— Exercise objective —
Format the rows below as a Markdown table with the columns "No." and "Text", numbering each line and omitting blank lines. Leave the pictures out of the table.

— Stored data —
»»
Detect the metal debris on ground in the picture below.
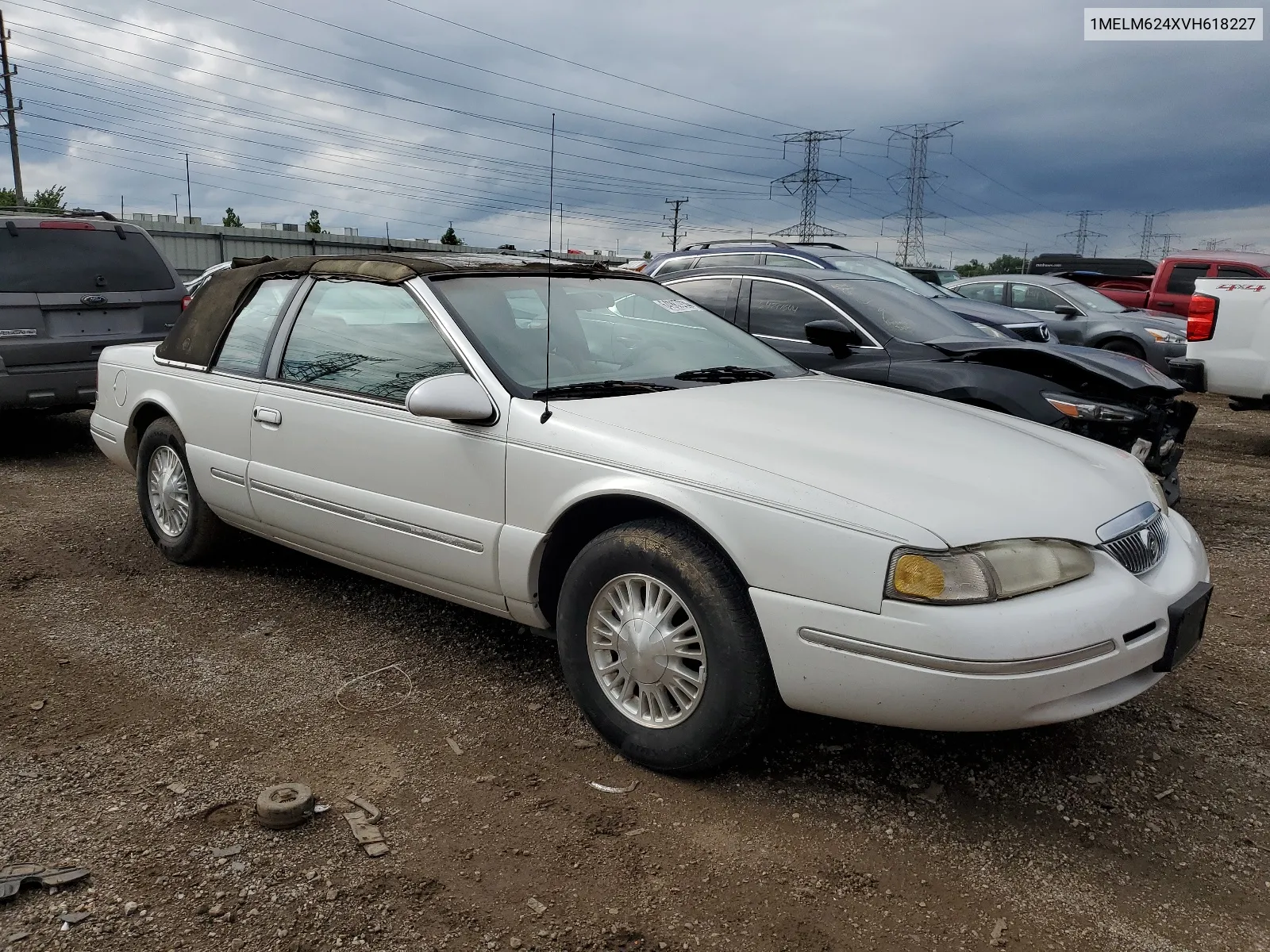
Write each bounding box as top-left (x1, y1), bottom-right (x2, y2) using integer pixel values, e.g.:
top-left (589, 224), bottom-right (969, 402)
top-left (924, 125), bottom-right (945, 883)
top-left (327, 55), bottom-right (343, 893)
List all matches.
««
— Finished task —
| No. | Text |
|---|---|
| 1 | Detect the metal debris on ground in the picture below. |
| 2 | Write each bounding box as top-left (x1, y1), bottom-right (x2, y2) using integer pixel values, e.g.: |
| 3 | top-left (589, 224), bottom-right (969, 402) |
| 4 | top-left (924, 125), bottom-right (945, 883) |
| 5 | top-left (327, 55), bottom-right (343, 893) |
| 6 | List all matches. |